:: Records shown ::

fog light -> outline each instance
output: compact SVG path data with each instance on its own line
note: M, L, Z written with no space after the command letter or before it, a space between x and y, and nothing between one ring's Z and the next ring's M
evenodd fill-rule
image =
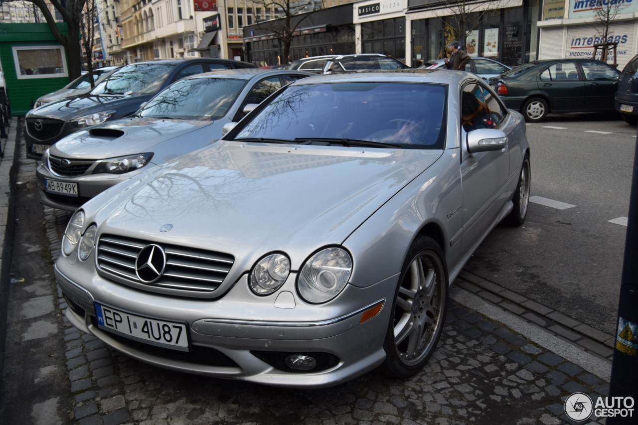
M303 354L293 354L286 357L286 366L295 370L312 370L316 367L315 357Z

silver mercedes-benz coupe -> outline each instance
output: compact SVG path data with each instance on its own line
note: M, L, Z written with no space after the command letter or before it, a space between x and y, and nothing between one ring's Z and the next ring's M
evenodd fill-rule
M225 130L73 216L55 274L78 329L218 378L407 377L470 255L527 214L523 117L469 73L310 77Z

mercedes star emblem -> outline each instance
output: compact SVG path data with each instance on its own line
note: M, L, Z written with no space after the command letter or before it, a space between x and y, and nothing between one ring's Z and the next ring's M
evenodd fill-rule
M164 272L166 253L159 245L147 245L135 260L135 274L144 283L152 283Z
M168 232L168 230L170 230L172 228L173 228L173 225L172 225L172 224L166 224L166 225L164 225L163 226L162 226L160 228L160 232Z

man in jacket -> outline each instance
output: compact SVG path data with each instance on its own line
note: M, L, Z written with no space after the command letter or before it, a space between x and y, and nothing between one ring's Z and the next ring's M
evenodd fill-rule
M447 51L452 54L449 59L447 57L445 59L447 69L464 71L465 66L470 63L470 55L461 50L459 42L452 41L448 44Z

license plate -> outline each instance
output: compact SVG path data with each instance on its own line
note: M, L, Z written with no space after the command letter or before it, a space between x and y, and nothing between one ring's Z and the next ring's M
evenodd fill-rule
M78 184L68 183L65 181L44 179L45 190L52 193L60 193L70 197L78 195Z
M40 154L41 155L42 154L44 153L44 151L48 149L49 147L50 147L50 146L49 146L48 145L38 145L33 144L33 145L31 145L31 152L33 152L33 153Z
M97 302L95 313L101 329L152 345L188 351L188 336L184 324L138 316Z

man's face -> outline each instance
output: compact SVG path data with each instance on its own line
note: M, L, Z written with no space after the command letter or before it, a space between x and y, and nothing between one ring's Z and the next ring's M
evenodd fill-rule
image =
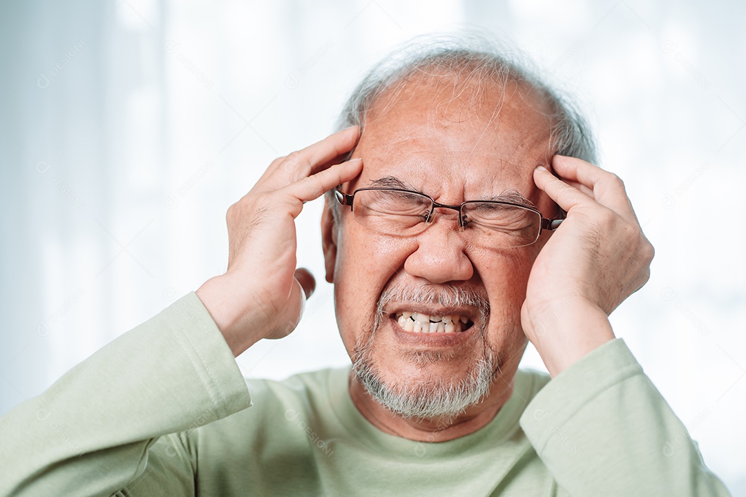
M549 159L545 118L515 83L504 95L474 97L452 82L410 82L395 99L381 98L352 156L363 158L363 172L342 191L392 177L436 202L458 205L513 189L545 217L553 214L554 204L533 180L534 168ZM458 390L483 377L477 369L485 364L490 388L504 390L526 346L521 306L548 235L521 248L480 248L471 243L468 227L460 229L455 211L436 209L427 229L402 237L374 232L355 222L349 208L340 210L338 225L328 215L322 221L325 256L353 361L364 361L395 394ZM468 322L460 333L415 333L400 324L405 312Z

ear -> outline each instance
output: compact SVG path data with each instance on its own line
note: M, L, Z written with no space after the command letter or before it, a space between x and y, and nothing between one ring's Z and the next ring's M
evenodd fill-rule
M324 266L326 280L334 282L334 266L336 264L337 226L332 212L329 197L324 199L324 212L322 213L322 250L324 251Z

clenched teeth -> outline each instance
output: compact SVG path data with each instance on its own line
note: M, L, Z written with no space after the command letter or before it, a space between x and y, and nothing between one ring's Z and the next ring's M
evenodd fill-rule
M468 318L458 314L429 316L419 312L401 312L395 314L401 329L415 333L460 333L469 328Z

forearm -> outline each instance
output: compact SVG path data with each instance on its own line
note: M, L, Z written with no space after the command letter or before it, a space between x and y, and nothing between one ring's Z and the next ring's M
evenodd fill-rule
M528 335L552 378L615 338L606 313L576 296L524 312Z
M574 497L729 495L621 340L552 379L528 405L521 426Z
M249 404L231 351L190 294L0 419L0 495L112 495L145 470L161 435ZM191 476L188 464L169 471Z

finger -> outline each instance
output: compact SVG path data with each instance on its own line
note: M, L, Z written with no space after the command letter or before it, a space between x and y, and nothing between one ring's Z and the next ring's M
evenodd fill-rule
M360 174L362 170L363 159L358 157L336 164L313 176L296 181L283 190L301 202L310 202L319 198L337 185L351 180ZM298 210L297 213L292 212L292 210L291 209L291 213L294 217L300 214L300 210Z
M589 198L593 198L593 190L588 188L583 183L578 183L577 181L573 181L572 180L565 180L564 178L562 180L562 181L565 182L565 183L573 187L574 189L580 190L585 194L588 195Z
M305 268L298 268L295 270L295 279L298 280L298 282L301 284L301 287L303 288L303 293L305 294L306 298L309 298L316 289L316 280L313 277L313 275Z
M545 191L567 212L569 212L571 209L576 209L580 206L590 206L597 204L589 196L556 177L544 166L539 166L533 170L533 182L540 190Z
M293 179L305 177L327 168L335 159L352 150L357 143L359 130L357 126L352 126L292 152L285 158L280 167L291 173Z
M583 185L592 191L596 202L621 215L634 215L624 190L624 184L617 175L576 157L555 155L552 167L562 179Z

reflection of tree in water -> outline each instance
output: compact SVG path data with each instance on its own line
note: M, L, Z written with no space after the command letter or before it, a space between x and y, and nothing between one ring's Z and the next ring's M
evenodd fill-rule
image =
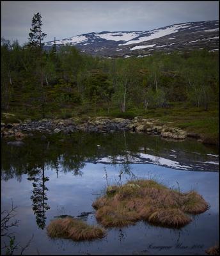
M49 180L49 178L45 176L44 163L42 168L37 168L32 170L31 174L28 179L33 181L33 195L31 196L31 199L33 202L32 209L36 216L36 224L39 228L43 229L47 219L45 212L50 209L46 202L48 198L46 196L45 191L48 189L45 183Z

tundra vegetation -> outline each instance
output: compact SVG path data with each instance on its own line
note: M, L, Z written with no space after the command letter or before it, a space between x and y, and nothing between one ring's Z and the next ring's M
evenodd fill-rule
M97 220L105 227L121 227L144 220L152 225L180 228L192 221L190 215L208 208L194 191L180 193L150 179L109 186L106 195L92 205L97 210Z

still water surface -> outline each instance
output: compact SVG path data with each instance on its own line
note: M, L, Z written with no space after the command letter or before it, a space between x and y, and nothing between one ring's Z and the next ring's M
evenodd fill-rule
M19 226L12 229L16 241L24 246L34 234L24 254L205 254L218 241L217 148L195 140L126 132L41 136L19 145L2 140L1 207L10 209L11 198L18 207ZM59 215L91 212L79 218L97 224L91 204L106 187L106 179L115 184L120 171L123 182L151 178L183 192L195 189L210 209L181 229L140 221L109 228L106 237L90 242L47 236L45 227Z

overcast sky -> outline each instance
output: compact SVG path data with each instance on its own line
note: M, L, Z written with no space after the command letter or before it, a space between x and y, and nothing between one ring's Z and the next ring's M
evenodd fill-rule
M45 42L90 32L151 30L219 19L218 1L1 1L1 36L28 41L34 13Z

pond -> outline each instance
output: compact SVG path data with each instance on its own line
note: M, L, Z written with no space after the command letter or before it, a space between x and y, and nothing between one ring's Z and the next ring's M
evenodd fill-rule
M17 206L19 225L10 230L16 242L24 246L34 235L24 254L205 254L218 241L216 147L131 132L36 134L17 144L2 139L1 147L2 211L10 209L11 198ZM210 208L179 229L139 221L90 242L47 236L46 227L59 215L97 224L91 204L120 172L123 182L153 179L182 192L195 189Z

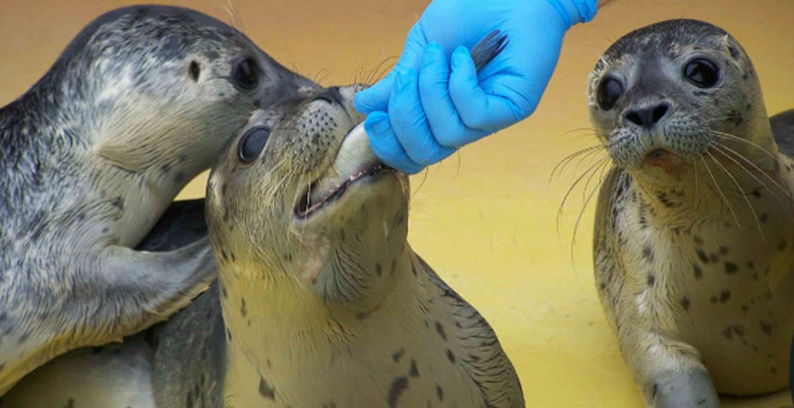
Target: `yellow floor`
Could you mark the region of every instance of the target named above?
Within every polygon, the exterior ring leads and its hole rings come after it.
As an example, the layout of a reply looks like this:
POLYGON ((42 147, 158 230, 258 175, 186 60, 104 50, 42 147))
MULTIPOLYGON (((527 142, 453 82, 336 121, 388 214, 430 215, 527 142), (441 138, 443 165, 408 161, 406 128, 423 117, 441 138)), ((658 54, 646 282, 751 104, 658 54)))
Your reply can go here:
MULTIPOLYGON (((530 1, 530 0, 527 0, 530 1)), ((397 55, 426 2, 233 0, 249 36, 277 60, 326 85, 364 77, 397 55)), ((16 98, 100 12, 129 2, 91 5, 4 0, 0 6, 0 104, 16 98)), ((175 2, 229 21, 225 0, 175 2)), ((587 76, 621 35, 668 18, 716 23, 755 62, 770 114, 794 107, 794 2, 616 0, 573 29, 558 69, 532 118, 468 147, 413 180, 410 241, 488 318, 538 407, 641 406, 604 320, 590 261, 593 206, 577 189, 557 230, 565 191, 585 169, 549 182, 566 155, 595 143, 584 102, 587 76), (580 130, 580 129, 585 130, 580 130)), ((203 194, 205 177, 182 197, 203 194)), ((591 186, 592 188, 594 186, 591 186)), ((779 407, 785 394, 725 406, 779 407)))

:::

Reproduce the material word for word, beginning at the line that contains "ear -> outline each instance" and stopping after the line that contains "M249 404L231 351L190".

ear -> outline each instance
output: compact SVG path data with each instance on its own line
note: M, L, Z written with no space after the command letter or before it, a space between x and y, and nothing between one ring's Z and the next ring's M
evenodd fill-rule
M324 266L326 280L334 282L334 266L336 264L337 226L332 212L329 197L324 199L324 212L322 213L322 250L324 251Z

clenched teeth -> outline each instance
output: compact SVG path data with each instance on its own line
note: M, L, Z written with no space after the command letter or before it, a space between x and y, and nothing between one ring's Z and the next ring's M
evenodd fill-rule
M468 318L458 314L429 316L419 312L401 312L395 314L401 329L415 333L460 333L469 328Z

forearm -> outline each instance
output: compact SVG path data with each instance on its own line
note: M, L, Z written with no space after the command letter or before it, a space between x and y, and nothing between one ring's Z and the next ring's M
evenodd fill-rule
M528 335L552 378L615 338L606 313L576 296L524 312Z
M574 497L729 495L621 340L552 379L528 405L521 426Z
M249 404L231 351L190 294L0 419L0 495L112 495L145 470L161 435ZM191 476L188 464L169 471Z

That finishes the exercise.